Problem A ▸
Transcribe the part of the 60th Battalion history that opens with the words containing "The 60th Battalion was an" and closes with "disbanded in 1946.".
Problem B ▸
Carry on the account of the 60th Battalion from the point where it stops.

The 60th Battalion was an infantry battalion of the Australian Army. It was raised for service during World War I in 1916 and took part in the fighting on the Western Front for two-and-a-half years. Following the end of the war it was disbanded before being re-raised in 1921 as a part-time unit of the Citizen Force. In 1930, as a result of manpower shortages, the 60th was amalgamated with the 57th Battalion to form the 57th/60th Battalion and this unit subsequently saw service in the South West Pacific during World War II fighting against the Japanese, before being disbanded in 1946.

==History==
===World War I===
The 60th Battalion was originally raised as a unit of the First Australian Imperial Force (1st AIF) in Egypt on 24 February 1916 for service in World War I as part of an expansion of the Australian forces that took place following the Gallipoli campaign. This expansion saw experienced personnel being drawn from 1st Division units, and joining with fresh recruits from Australia to form new battalions. In the case of the 60th, its cadre came from the 8th Battalion, a predominately Victorian unit, while its new recruits were also drawn from that state. Together with the 57th, 58th and 59th Battalions, the 60th formed part of the 15th Brigade, attached to the 5th Australian Division.

Material supplied ▸
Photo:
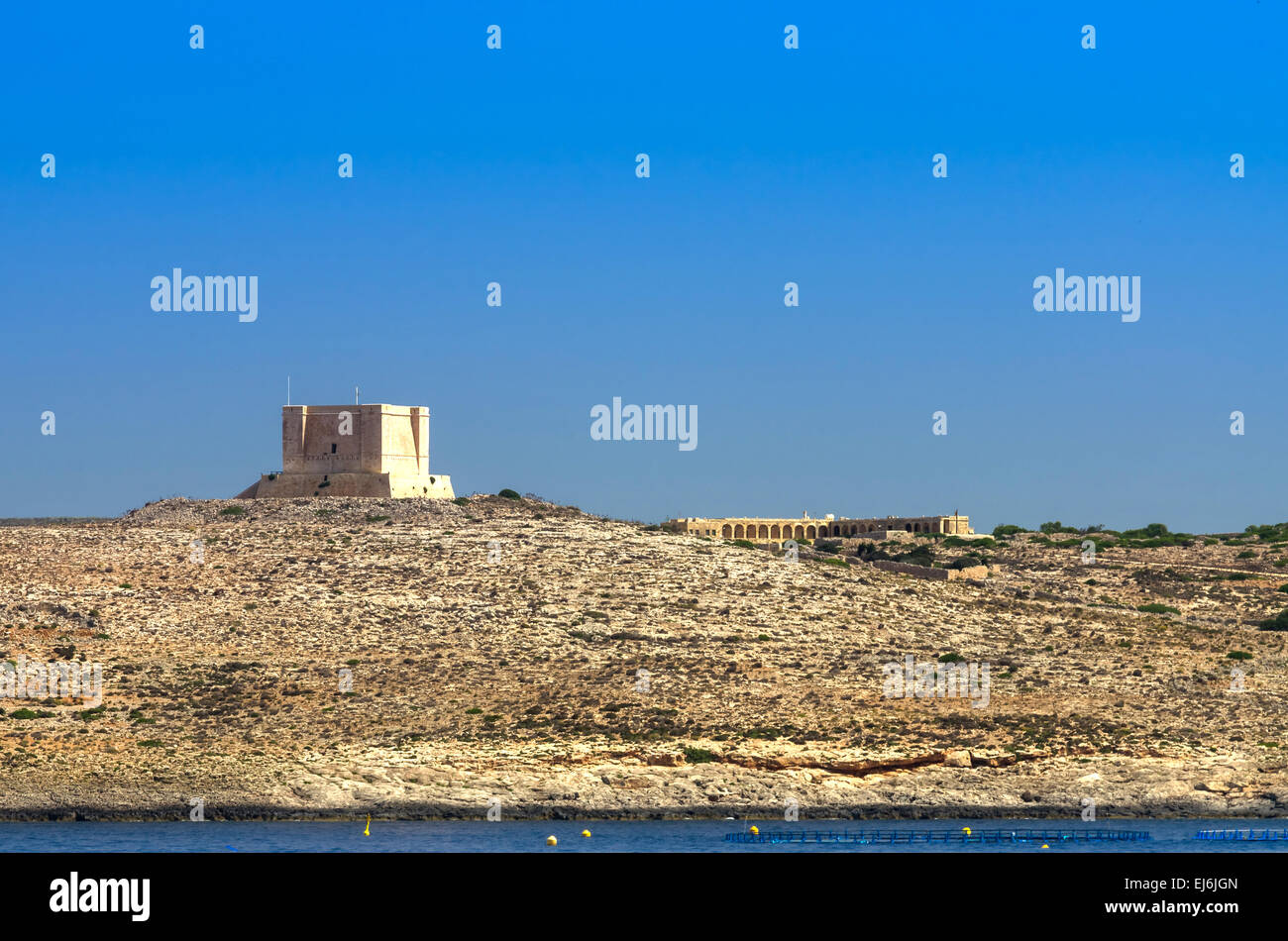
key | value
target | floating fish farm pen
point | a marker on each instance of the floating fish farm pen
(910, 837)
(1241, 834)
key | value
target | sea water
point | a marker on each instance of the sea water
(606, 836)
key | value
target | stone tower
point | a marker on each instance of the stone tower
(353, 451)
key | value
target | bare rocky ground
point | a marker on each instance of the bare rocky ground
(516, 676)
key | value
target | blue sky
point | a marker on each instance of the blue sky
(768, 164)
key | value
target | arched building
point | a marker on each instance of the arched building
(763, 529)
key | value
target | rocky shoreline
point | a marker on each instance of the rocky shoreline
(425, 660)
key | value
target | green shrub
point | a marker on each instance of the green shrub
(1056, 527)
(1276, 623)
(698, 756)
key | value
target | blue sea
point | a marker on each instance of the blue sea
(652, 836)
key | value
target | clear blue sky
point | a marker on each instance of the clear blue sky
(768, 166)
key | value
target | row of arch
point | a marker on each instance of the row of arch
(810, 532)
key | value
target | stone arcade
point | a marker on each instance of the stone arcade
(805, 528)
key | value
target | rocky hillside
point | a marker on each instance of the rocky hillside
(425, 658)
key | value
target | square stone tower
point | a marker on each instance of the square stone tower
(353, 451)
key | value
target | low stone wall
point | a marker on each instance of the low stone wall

--

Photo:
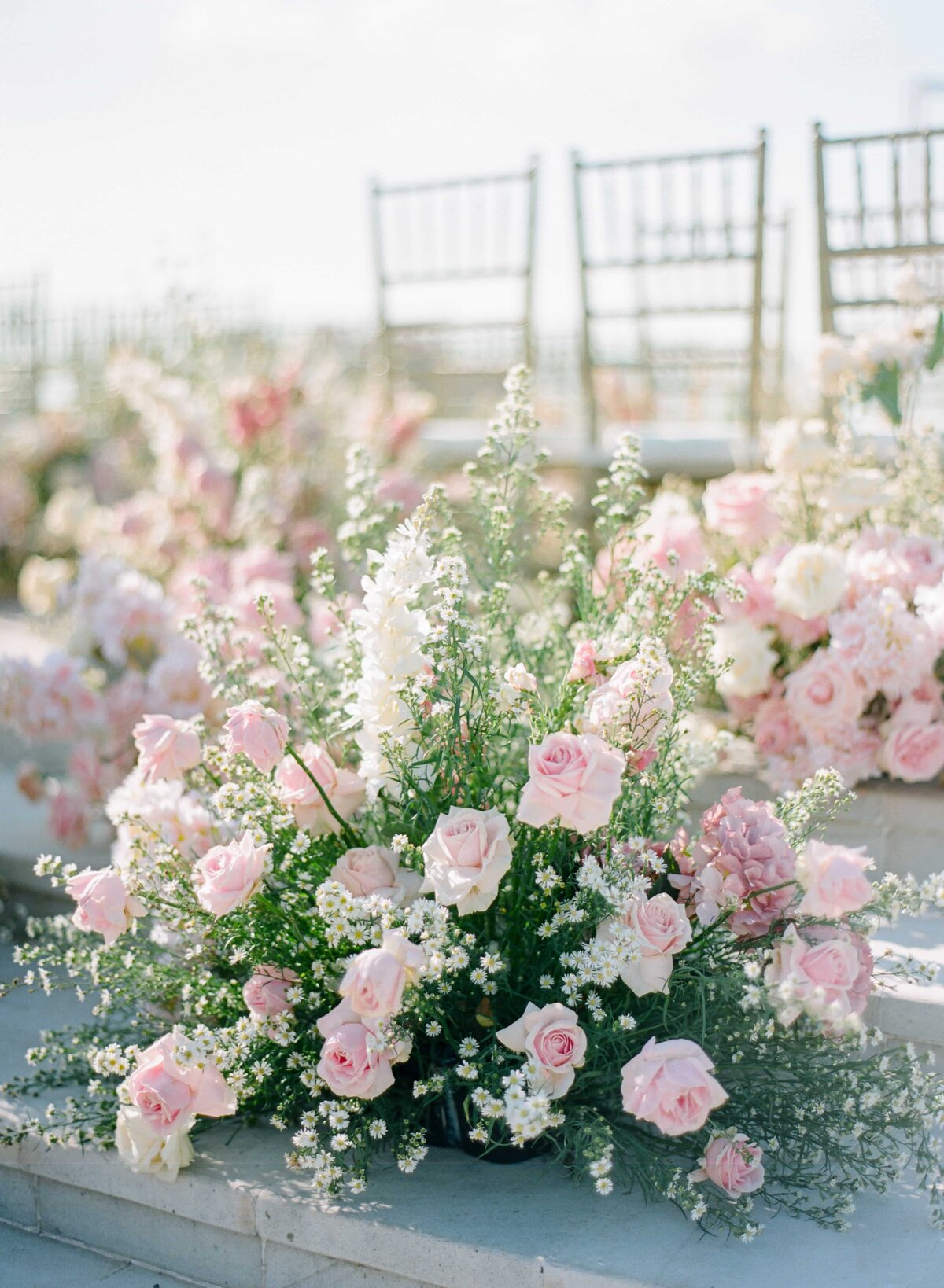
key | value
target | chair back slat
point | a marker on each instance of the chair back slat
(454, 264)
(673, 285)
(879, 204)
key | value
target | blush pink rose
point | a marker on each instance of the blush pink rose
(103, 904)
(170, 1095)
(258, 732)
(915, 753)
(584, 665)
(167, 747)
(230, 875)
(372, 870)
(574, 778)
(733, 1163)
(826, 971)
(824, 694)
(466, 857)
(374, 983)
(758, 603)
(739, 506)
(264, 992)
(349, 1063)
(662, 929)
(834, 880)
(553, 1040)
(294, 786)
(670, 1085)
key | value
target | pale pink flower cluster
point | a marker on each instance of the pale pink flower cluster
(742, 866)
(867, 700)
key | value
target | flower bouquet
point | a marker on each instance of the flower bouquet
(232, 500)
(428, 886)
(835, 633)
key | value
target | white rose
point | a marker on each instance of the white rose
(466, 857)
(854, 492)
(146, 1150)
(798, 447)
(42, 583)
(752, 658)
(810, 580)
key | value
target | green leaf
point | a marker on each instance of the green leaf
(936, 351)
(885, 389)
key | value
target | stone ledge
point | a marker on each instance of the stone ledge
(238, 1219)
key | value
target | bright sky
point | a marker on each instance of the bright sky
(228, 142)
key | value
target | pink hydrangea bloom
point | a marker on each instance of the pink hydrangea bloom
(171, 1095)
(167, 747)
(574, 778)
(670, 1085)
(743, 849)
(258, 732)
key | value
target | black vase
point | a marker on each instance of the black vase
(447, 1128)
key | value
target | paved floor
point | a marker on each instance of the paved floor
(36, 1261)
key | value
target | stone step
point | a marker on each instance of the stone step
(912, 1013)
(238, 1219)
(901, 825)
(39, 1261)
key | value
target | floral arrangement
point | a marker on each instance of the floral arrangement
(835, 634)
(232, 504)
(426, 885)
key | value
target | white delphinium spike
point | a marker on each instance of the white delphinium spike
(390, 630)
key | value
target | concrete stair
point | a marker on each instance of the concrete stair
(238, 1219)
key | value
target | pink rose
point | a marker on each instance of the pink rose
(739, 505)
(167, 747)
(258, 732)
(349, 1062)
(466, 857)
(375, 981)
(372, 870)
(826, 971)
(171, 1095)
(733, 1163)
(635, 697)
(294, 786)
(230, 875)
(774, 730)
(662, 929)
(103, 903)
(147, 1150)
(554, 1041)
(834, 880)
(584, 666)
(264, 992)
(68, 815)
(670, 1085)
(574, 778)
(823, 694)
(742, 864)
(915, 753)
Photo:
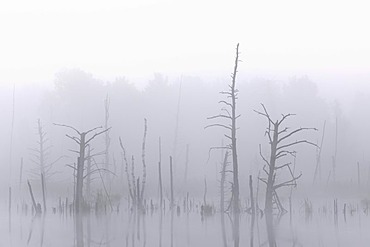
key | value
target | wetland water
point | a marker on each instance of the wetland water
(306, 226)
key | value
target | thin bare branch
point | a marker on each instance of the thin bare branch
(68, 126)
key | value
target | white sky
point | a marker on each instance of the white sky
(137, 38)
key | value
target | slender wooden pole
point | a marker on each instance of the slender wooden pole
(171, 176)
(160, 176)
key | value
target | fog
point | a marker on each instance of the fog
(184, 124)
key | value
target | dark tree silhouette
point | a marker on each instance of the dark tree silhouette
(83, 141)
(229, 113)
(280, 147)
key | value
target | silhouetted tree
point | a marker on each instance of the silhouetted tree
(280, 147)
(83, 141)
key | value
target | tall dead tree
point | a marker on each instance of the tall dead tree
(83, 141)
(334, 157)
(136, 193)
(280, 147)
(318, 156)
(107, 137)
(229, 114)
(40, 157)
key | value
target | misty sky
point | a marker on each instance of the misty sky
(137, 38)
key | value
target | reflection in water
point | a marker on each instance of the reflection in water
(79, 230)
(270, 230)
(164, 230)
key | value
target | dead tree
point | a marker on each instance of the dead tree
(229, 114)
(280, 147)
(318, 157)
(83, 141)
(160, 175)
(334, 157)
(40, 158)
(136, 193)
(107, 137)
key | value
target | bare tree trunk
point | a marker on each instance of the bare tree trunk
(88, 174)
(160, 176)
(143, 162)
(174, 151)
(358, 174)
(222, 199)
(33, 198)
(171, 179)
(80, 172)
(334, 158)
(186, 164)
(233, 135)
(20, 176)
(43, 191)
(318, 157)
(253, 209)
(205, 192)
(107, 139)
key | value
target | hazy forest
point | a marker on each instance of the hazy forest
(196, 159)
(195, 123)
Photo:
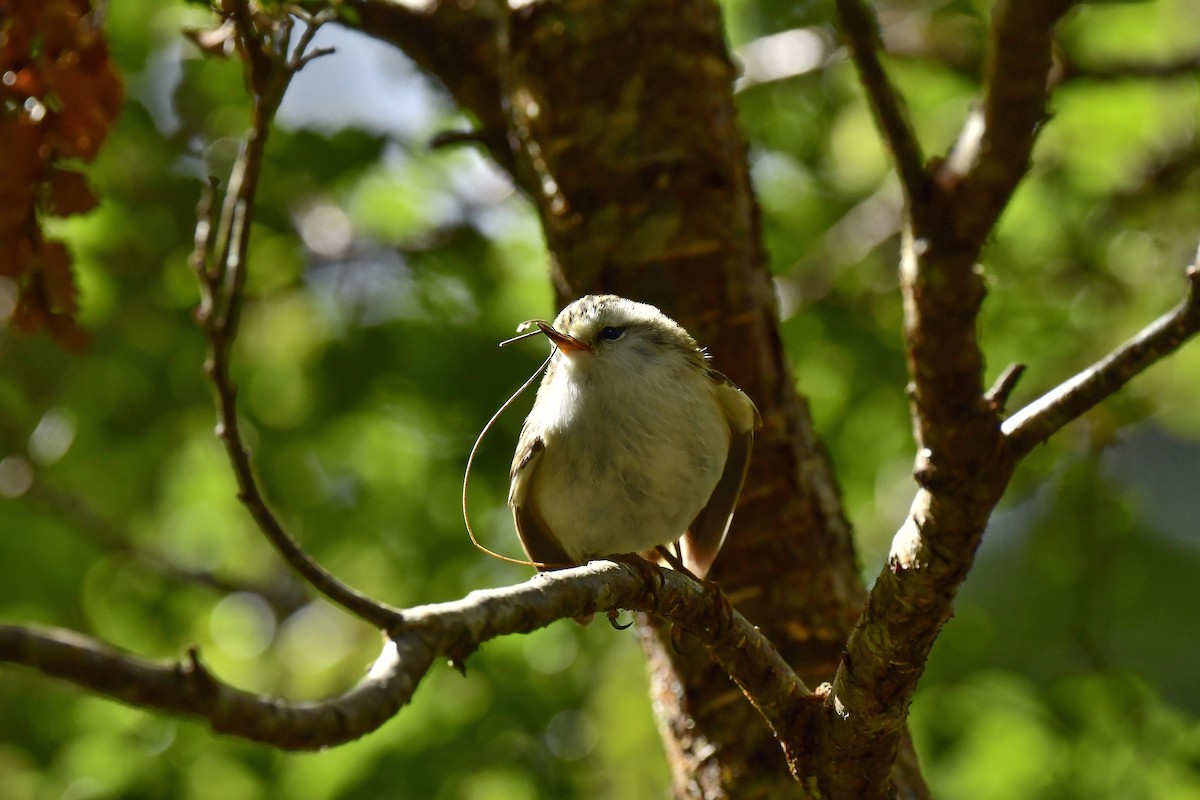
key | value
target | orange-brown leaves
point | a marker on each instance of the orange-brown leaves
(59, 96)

Answer box A ▸
The 60th Battalion was an infantry battalion of the Australian Army. It was raised for service during World War I in 1916 and took part in the fighting on the Western Front for two-and-a-half years. Following the end of the war it was disbanded before being re-raised in 1921 as a part-time unit of the Citizen Force. In 1930, as a result of manpower shortages, the 60th was amalgamated with the 57th Battalion to form the 57th/60th Battalion and this unit subsequently saw service in the South West Pacific during World War II fighting against the Japanese, before being disbanded in 1946.

Answer box B ▸
Shortly after being raised, the battalion was sent to France, arriving there on 28 June, and experienced its first taste of fighting against the Germans on the Western Front in July when it was involved in the Battle of Fromelles. During the course of the battle, the battalion suffered 757 casualties and was almost destroyed. After that, the 60th Battalion spent the next two and a half years in the trenches in France and Belgium, where it took part in a number of significant actions. Throughout 1917, as the Germans began to withdraw towards the Hindenburg Line, the battalion took part in the Allied advance. Later, at Bullecourt in May, the 60th were engaged in a defensive capacity. Following this, the AIF was moved to the Ypres sector where, on 26 September 1917, the 60th Battalion were committed to the fighting around Polygon Wood.

In early 1918, following the collapse of the Russian resistance on the Eastern Front in the wake of the October Revolution, the Germans had been able to transfer a large number of troops to the Western Front. As a result, in March, they launched their German spring offensive. With the Germans making rapid gains, the Australian units were thrown into the line to blunt the attack. The 60th Battalion, along with the rest of the 5th Division, were allocated to the Corbie sector. On 25 April 1918, Anzac Day, the battalion took part in a counterattack at Villers-Bretonneux. In July, the 60th took part in a diversionary attack around the Ancre River, during the Battle of Hamel. Later, on 8 August 1918, they went into battle at Amiens, at the start of Allied Hundred Days Offensive, which ultimately resulted in the end of the war. In September 1918, with the 1st AIF suffering considerable manpower shortages due to heavy losses and insufficient replacements, one battalion in each brigade was ordered to disband in order to provide reinforcements to the other battalions within the brigades. Within the 15th Brigade, the 60th Battalion was the unit which was ordered to disband. The men, however, did not wish to be sent to other units and refused to obey the order to disband. Nevertheless, after being spoken to by the highly regarded Brigadier General Harold Elliott, the men agreed to follow the order and the battalion was subsequently disbanded on 27 September 1918.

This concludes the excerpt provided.